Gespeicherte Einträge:
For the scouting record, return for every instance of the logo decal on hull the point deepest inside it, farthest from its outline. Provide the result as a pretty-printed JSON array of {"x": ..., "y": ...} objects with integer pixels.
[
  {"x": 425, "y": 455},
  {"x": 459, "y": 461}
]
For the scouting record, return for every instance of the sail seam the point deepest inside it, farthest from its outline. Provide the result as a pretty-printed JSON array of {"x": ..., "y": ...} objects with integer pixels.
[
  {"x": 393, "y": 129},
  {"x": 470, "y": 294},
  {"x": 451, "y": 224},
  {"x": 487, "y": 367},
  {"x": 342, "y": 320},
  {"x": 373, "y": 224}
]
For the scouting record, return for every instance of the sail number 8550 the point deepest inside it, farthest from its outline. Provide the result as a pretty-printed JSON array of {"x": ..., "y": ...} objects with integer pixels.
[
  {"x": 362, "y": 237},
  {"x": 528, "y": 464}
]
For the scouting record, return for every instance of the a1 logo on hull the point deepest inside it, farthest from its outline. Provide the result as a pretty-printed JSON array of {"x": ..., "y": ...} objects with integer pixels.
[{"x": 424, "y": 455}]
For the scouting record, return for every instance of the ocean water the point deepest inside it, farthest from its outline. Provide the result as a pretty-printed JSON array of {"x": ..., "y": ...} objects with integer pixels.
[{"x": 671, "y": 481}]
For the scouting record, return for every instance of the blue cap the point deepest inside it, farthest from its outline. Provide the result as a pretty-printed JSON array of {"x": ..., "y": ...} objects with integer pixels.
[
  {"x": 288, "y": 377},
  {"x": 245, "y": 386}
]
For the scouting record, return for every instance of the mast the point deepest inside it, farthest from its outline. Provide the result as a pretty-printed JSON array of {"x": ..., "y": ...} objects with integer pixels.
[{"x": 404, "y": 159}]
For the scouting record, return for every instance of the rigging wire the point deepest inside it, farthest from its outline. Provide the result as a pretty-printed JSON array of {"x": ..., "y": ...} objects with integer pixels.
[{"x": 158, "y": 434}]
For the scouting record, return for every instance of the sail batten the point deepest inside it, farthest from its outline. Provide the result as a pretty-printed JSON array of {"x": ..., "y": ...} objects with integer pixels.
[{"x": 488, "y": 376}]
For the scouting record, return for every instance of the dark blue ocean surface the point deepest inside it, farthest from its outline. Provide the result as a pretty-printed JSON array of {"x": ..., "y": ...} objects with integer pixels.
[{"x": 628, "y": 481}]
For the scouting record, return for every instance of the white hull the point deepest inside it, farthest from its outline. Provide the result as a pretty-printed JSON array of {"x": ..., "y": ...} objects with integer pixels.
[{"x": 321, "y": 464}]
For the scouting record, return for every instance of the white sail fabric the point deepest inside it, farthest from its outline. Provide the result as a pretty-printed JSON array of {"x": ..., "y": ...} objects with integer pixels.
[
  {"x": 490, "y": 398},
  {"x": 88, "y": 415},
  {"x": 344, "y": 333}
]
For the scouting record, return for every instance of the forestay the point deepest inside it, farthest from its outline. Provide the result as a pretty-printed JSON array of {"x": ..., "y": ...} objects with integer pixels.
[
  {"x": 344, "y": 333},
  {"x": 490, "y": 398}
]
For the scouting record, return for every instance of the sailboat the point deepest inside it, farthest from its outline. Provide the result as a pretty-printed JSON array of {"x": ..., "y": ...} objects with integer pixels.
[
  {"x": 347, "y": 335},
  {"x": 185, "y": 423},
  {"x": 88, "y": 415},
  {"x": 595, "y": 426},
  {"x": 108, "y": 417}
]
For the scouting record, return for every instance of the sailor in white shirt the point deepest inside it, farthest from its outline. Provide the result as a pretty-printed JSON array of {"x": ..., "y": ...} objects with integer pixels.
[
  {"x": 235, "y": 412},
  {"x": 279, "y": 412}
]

DEINE AUFGABE: Schreib alle Einträge oben Zeile für Zeile und ohne jede Änderung noch einmal ab.

VOLLSTÄNDIGE ANTWORT:
For the scouting record, return for every instance of the logo decal on hull the point deepest inside it, farthest from its outline. Provide the result as a pretty-printed JSON array of {"x": ..., "y": ...} objects with integer pixels.
[
  {"x": 425, "y": 455},
  {"x": 459, "y": 461}
]
For the scouting record, return for every instance of the sail seam the point deepest inside it, farthest from its outline. Provide the result as a pretty-printed JSON array of {"x": ..., "y": ...} objects with integer pixels.
[
  {"x": 393, "y": 129},
  {"x": 470, "y": 294},
  {"x": 451, "y": 224},
  {"x": 487, "y": 367},
  {"x": 342, "y": 320},
  {"x": 373, "y": 224}
]
For the scouting record, return for every instance of the sail number 8550 the point deepest inside it, farthest from its outline. Provide the result as a pretty-printed JSON array of {"x": ..., "y": ...} objects with integer pixels.
[
  {"x": 362, "y": 237},
  {"x": 528, "y": 464}
]
For the scouting record, return for every instance of the a1 logo on hull the point deepest inside it, farthest from its outline. Provide the result as a pretty-printed JSON array of {"x": ..., "y": ...} objects with integer pixels.
[{"x": 424, "y": 455}]
For the scouting record, return for every instance of the ocean water the point deepest inside it, farthest from its outline. Provide the result as a pretty-printed JSON array of {"x": ..., "y": ...} objects with integer pixels.
[{"x": 671, "y": 481}]
For the scouting record, return for every instance of the blue cap the point deepest inside it, farthest from its outline. Provide the result as a pretty-printed JSON array of {"x": ..., "y": ...} objects with integer pixels.
[
  {"x": 288, "y": 377},
  {"x": 245, "y": 386}
]
For the scouting record, return for every instance of the mast the point deepest inside it, farthest from its outline. Provide the result as a pretty-printed JSON array of {"x": ..., "y": ...} objects with integer pixels.
[{"x": 404, "y": 159}]
For the scouting record, return for every instance of the rigging wire the point deepest inside it, farthest from its outline. Provide the result as a pretty-printed JSON array of {"x": ..., "y": ...} objects with integer pixels.
[{"x": 158, "y": 434}]
For the scouting record, return for every instance of the sail batten the point deepest inside it, farthest from its outline. Provide the result as a pretty-printed JSON array of {"x": ..., "y": ...} objects with integer pixels.
[{"x": 488, "y": 376}]
For the scouting record, return for every instance of the dark blue ocean surface the point deepest inside it, farthest from its outline. Provide the result as a pretty-printed JSON array of {"x": ..., "y": ...} objects with integer pixels.
[{"x": 628, "y": 481}]
For the scouting record, return for every instance of the white hull the point deepest inside it, farthest from its outline. Provide the result as a pretty-printed JSON array of {"x": ..., "y": ...} objects with integer pixels.
[{"x": 321, "y": 464}]
For the scouting record, return for every instance of the white sail fabric the point deepest inside it, farthest from its outline. Provide the result as a pretty-printed JSON array of {"x": ..., "y": ...} objects with integer pixels.
[
  {"x": 490, "y": 398},
  {"x": 88, "y": 415},
  {"x": 344, "y": 333}
]
For the scouting record, return for every instance of the forestay the point deepest inside it, farthest from its outline. Provide the result as a pretty-printed JSON array of {"x": ..., "y": ...} objects with integer pixels.
[
  {"x": 344, "y": 333},
  {"x": 490, "y": 398}
]
For the scouting record, return for every instance of the sailboat the point deepest inside it, farthest from its outline. Provide the result as a pretty-printed JSON array of {"x": ..., "y": ...} objects with integer pixels.
[
  {"x": 347, "y": 335},
  {"x": 185, "y": 423},
  {"x": 88, "y": 415},
  {"x": 595, "y": 426},
  {"x": 108, "y": 417}
]
For the scouting record, return for every instance of the sailor in white shirt the point deepest inside it, farthest from its outline. Provide the result as a pretty-printed JSON array of {"x": ..., "y": ...} objects with integer pixels.
[
  {"x": 235, "y": 412},
  {"x": 279, "y": 412}
]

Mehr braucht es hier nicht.